● **EXTRACT**
● ● ● ● ● ● ●

Director: Nacho Vigalondo
Genre: Comedy, Sci-Fi
NEON Films is the new distribution company on the block, and in an industry as competitive as Hollywood, it’s important to make a strong first impression if you want to stick around. NEON knows this, and with their debut film, COLOSSAL, they seem to be placing all of their chips in the “quirky” corner. Here is a monster movie with the trappings of an Apatow dramedy, starring Anne Hathaway in what is arguably her first lead role since 2001’s THE PRINCESS DIARIES. The movie is preceded by a hilarious, Disney-esque “NEON Short” about the banality of Instagram culture, and instead of posters, little promotional monster finger puppets* are distributed at the theater. It’s a similar presence to POKEMON: THE FIRST MOVIE’s release, but instead of targeting kids, the crosshairs are firmly placed on post-grad millennials with strong opinions on The Chainsmokers.
*Reference, because apparently there are people who DIDN’T have 40 of these laying around their room at one point or another
COLOSSAL is certainly just as off-kilter as the zeitgeist surrounding it. The movie follows Gloria (Hathaway), a New York City urbanite who is kicked out by her boyfriend (Dan Stevens) after missing one too many dates due to her raging alcoholism. Retreating to her rural hometown, she finds work as a waitress at a bar owned by her childhood friend, Oscar (Jason Sudeikis). Incidentally, this is set in a world where a giant monster briefly appeared in Seoul 20 years ago, and reemerges around the same time Gloria comes home. It doesn’t take long for Gloria to realize that the monster’s appearance and actions are somehow controlled by her when she visits a playground from her youth, which happens to have the same layout as the capital of South Korea.

● ● ● ● ● ● ●

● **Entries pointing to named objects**
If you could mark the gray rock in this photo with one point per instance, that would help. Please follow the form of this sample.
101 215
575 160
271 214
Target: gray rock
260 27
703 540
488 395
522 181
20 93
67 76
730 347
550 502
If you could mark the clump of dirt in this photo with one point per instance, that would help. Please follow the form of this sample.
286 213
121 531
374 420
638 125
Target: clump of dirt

● ● ● ● ● ● ●

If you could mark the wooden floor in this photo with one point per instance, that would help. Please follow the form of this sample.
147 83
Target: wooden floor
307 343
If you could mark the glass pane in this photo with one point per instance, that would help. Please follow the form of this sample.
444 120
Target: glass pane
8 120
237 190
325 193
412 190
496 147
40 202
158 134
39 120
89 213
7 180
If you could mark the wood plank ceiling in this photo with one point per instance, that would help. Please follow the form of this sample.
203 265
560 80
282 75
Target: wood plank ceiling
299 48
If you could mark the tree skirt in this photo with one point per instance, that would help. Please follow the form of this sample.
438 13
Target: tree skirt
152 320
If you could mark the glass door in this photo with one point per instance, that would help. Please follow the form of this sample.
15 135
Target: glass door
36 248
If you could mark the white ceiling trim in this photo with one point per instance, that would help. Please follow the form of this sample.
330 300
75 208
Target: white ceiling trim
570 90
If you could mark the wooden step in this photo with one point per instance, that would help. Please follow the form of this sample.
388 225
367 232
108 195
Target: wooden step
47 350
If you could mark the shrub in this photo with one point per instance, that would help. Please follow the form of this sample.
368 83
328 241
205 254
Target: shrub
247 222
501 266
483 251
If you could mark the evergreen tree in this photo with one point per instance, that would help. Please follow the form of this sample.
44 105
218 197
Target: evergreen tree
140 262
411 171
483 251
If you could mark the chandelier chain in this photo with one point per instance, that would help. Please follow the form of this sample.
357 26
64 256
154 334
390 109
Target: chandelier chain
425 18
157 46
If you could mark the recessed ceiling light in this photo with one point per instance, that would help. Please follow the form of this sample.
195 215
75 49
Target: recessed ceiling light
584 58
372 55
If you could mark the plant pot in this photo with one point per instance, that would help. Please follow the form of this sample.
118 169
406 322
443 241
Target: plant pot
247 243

● ● ● ● ● ● ●

● **GOAL**
Please carry on the COLOSSAL review from the point where it stops. None of this data has any role here.

● **ANSWER**
The story alone is wacky, but the execution is in a league of its own, as so many aspects of COLOSSAL sound more like mistakes than masterstrokes. There are elaborate set pieces of a ravaged Seoul, complete with a blockbuster-quality CGI monster swatting helicopters out of the sky, but 90% of the action takes place in a dimly lit bar. It’s a 15 million dollar film with a premise that could probably be done well at 15 thousand. Hell, they cast Jason Sudeikis in a fairly serious role (he’s great, by the way.) Nothing about this movie makes sense, but that’s the point, as COLOSSAL goes the extra mile to make sure it isn’t just the script that’s bonkers.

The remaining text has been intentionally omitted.